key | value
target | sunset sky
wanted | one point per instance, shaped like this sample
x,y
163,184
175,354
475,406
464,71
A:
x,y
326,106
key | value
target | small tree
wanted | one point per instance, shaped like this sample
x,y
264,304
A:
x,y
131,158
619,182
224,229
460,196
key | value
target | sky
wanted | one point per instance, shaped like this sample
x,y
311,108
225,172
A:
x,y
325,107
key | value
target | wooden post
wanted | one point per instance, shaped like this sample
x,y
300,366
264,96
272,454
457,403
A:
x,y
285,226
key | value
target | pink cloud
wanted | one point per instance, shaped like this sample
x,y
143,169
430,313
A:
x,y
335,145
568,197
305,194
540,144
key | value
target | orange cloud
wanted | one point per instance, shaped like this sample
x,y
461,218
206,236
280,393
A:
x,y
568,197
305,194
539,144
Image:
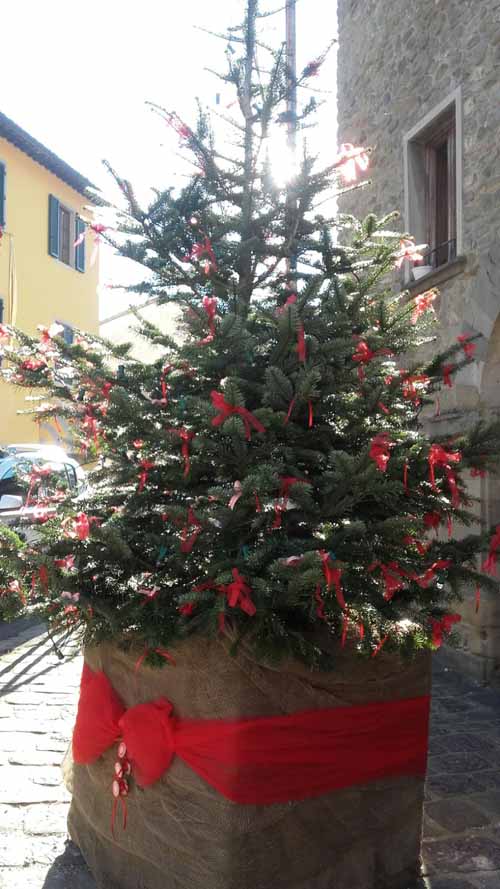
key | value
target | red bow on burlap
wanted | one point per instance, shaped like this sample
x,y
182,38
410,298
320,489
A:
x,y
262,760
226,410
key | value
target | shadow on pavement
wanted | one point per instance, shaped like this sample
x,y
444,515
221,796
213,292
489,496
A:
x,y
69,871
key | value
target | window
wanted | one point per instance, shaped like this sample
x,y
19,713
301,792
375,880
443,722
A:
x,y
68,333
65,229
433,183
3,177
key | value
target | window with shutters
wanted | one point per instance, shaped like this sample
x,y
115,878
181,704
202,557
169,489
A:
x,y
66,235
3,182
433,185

___

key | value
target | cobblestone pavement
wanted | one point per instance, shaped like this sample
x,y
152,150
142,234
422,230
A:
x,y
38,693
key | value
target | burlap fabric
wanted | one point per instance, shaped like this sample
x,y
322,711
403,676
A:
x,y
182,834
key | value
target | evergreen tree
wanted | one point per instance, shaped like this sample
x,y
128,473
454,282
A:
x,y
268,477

___

SHORT TASK: Report every line in both blocks of records above that contains the word "tree", copying each such line in full.

SOLUTION TO THIS TASK:
target | small tree
target | evergreen tree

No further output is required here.